## WHAT YOU NEED TO DO
Answer these questions from the page text on Gaussian process pitch detection:
(a) Which Python library is used to apply the Gaussian process models?
(b) What portion of the data was used for training?
(c) What pitches do the three sound events in the test data have?

Matérn Spectral Mixture (MSM) kernel

Gaussian process priors for pitch detection in polyphonic music

Learning kernels in frequency domain

Written by Pablo A. Alvarado, Centre for Digital Music, Queen Mary University of London.

Last updated Friday, 12 May 2017.

The aim of this notebook is to ilustrate the approach proposed in (link) for pitch detection in polyphonic signals, applying Gaussian processes (GPs) models in Python using GPflow. We first outline the mathematical formulation of the proposed model. Then we introduce how to learn hyperparameters in frequency domain. Finally we present an example for detecting two pitches in a polyphonic music signal.

The dataset used in this tutorial corresponds to the electric guitar mixture signal in http://winnie.kuis.kyoto-u.ac.jp/~yoshii/psdtf/. The first 4 seconds of the data were used for training, this segment corresponds to 2 isolated sound events, with pitch C4 and E4 respectively. The test data was made of three sound events with pitches C4, E4, C4+E4, i.e. the training data in addition to an event with both pitches.

GP additive model for pitch detection

Automatic music transcription aims to infer a symbolic representation, such as piano-roll or score, given an observed audio recording. From a Bayesian latent variable perspective, transcription consists in updating our beliefs about the symbolic description for a certain piece of music, after observing a corresponding audio recording.

## STORED RECORDS
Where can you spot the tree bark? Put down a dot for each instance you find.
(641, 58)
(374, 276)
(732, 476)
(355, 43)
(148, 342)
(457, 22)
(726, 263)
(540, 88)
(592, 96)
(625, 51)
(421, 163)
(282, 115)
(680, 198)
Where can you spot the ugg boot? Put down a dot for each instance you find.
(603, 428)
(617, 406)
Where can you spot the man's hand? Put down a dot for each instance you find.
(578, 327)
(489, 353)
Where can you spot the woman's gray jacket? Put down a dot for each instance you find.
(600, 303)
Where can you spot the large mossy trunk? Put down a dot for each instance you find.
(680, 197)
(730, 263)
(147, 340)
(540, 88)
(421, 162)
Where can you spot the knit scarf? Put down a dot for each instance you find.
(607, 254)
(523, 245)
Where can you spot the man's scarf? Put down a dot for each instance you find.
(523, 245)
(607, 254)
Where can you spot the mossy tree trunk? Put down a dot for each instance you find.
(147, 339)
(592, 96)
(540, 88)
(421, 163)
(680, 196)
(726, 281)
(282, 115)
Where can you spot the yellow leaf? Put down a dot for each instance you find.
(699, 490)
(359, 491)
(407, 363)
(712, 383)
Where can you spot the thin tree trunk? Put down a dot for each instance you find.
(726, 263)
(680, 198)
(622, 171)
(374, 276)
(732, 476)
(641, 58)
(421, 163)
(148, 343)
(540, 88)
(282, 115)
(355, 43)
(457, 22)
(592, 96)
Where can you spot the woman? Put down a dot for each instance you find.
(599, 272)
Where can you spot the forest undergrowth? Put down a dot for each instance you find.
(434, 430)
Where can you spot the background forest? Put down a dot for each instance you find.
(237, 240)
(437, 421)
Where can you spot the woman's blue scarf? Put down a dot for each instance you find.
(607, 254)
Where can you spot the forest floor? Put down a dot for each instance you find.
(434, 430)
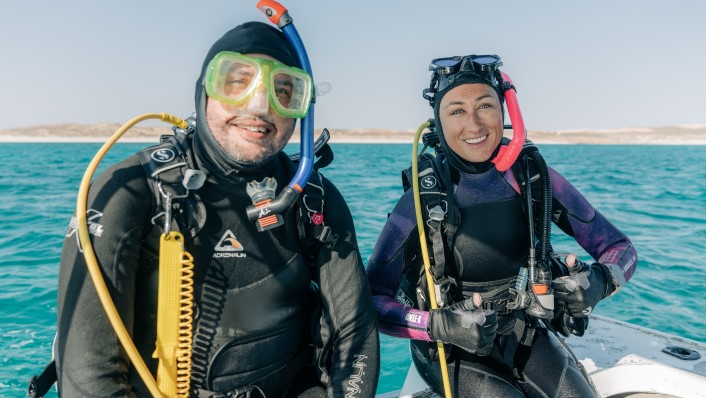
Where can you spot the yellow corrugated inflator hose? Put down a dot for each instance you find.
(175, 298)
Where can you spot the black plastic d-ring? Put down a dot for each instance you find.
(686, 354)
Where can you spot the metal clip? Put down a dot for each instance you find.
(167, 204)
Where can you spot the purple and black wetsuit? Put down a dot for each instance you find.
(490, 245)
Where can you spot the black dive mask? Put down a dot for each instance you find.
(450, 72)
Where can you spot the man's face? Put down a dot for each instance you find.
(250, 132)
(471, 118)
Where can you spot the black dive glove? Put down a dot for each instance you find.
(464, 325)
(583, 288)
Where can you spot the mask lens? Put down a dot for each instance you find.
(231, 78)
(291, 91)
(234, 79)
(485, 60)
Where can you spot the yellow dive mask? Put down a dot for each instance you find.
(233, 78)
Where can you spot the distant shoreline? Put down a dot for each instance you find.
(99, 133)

--

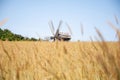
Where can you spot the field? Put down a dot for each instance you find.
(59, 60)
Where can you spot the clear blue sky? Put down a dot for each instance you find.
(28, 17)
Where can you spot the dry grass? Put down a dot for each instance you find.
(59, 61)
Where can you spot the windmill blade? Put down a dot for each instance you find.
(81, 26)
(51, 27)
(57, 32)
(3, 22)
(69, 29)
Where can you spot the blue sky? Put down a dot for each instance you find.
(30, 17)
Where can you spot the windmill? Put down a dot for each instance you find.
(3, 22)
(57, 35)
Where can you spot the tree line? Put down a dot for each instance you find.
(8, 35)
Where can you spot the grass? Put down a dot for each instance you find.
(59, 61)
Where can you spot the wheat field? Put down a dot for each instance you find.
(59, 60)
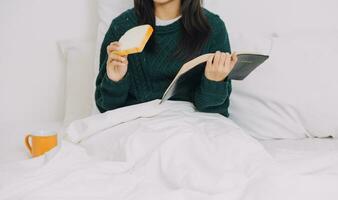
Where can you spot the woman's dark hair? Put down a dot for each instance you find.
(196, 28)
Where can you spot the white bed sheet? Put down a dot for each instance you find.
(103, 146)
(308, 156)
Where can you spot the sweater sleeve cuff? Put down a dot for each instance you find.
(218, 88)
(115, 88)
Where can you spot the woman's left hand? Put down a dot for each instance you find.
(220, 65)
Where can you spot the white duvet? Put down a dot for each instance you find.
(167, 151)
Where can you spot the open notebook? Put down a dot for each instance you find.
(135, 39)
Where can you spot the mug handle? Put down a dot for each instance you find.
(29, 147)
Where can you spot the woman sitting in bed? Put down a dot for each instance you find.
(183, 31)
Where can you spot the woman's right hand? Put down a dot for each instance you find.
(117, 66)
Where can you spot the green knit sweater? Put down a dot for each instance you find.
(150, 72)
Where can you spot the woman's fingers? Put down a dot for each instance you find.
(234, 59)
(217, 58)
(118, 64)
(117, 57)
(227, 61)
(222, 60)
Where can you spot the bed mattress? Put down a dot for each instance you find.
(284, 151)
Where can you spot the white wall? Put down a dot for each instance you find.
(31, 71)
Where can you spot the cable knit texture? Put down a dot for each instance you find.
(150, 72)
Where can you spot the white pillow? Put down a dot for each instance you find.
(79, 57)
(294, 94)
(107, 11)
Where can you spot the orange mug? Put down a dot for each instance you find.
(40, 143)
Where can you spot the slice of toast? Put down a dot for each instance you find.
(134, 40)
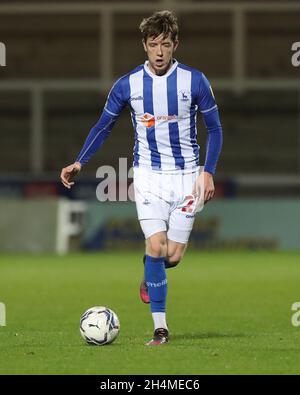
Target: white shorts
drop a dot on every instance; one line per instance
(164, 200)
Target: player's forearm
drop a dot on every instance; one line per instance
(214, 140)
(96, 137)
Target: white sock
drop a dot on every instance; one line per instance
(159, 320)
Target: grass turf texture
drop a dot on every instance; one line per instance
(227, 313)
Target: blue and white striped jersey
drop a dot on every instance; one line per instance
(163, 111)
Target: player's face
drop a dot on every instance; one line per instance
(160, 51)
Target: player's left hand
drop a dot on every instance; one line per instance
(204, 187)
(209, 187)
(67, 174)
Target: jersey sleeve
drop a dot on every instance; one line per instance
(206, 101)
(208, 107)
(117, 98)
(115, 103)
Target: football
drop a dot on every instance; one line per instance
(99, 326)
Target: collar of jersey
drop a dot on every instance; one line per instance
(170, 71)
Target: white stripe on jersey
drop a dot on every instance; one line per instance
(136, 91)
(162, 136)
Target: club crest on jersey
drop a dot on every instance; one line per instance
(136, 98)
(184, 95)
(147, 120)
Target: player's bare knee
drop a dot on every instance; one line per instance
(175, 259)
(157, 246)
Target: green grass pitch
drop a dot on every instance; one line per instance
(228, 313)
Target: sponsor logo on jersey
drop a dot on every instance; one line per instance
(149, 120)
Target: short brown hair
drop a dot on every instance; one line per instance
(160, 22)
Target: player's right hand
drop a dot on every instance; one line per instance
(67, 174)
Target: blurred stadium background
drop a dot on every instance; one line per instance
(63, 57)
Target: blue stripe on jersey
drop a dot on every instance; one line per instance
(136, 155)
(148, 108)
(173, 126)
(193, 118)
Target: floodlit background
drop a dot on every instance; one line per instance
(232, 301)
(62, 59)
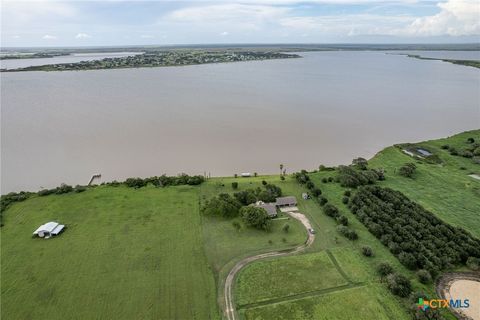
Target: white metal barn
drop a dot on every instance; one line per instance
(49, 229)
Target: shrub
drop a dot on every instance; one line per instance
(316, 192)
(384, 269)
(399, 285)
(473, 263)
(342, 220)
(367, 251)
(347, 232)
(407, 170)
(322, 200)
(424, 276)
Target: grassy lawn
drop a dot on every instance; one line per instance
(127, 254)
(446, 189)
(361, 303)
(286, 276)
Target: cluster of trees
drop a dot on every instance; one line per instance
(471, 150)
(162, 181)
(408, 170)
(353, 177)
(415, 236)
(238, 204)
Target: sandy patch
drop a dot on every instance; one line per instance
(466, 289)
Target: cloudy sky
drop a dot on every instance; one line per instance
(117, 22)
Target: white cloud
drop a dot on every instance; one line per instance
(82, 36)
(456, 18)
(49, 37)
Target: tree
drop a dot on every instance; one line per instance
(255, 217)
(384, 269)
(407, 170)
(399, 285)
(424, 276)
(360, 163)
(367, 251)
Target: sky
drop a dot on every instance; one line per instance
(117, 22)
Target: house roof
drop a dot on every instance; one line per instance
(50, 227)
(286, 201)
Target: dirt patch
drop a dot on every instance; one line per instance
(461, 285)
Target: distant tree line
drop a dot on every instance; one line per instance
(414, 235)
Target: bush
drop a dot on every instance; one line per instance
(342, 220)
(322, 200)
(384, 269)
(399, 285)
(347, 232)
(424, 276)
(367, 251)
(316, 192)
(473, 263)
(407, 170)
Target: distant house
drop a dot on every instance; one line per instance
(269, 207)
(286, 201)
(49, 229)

==

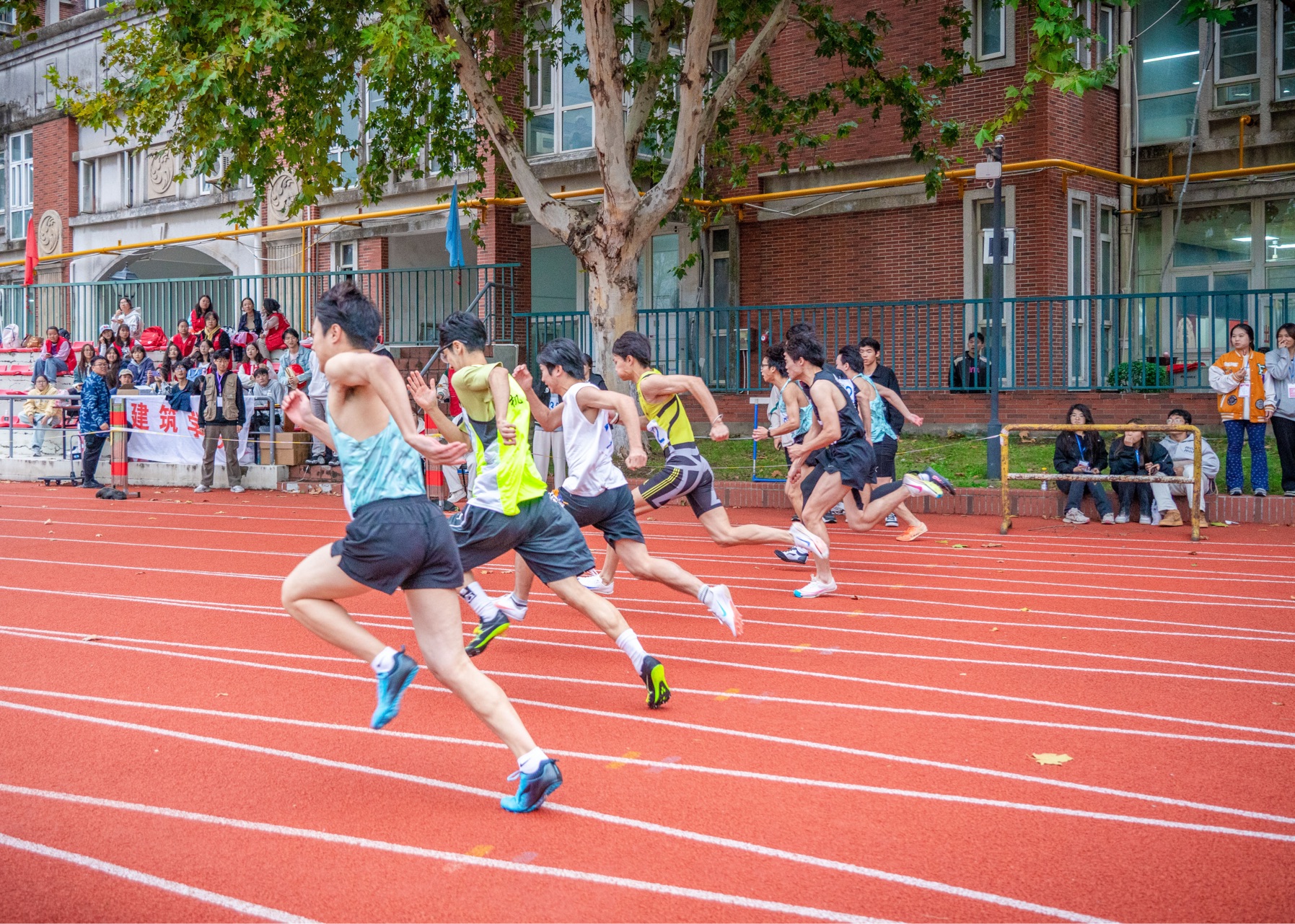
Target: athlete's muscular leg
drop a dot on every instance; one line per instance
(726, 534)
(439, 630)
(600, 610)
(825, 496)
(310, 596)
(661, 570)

## WRITTEN RESPONSE
(a) GPflow.
(b) The first 4 seconds.
(c) C4, E4, and C4+E4.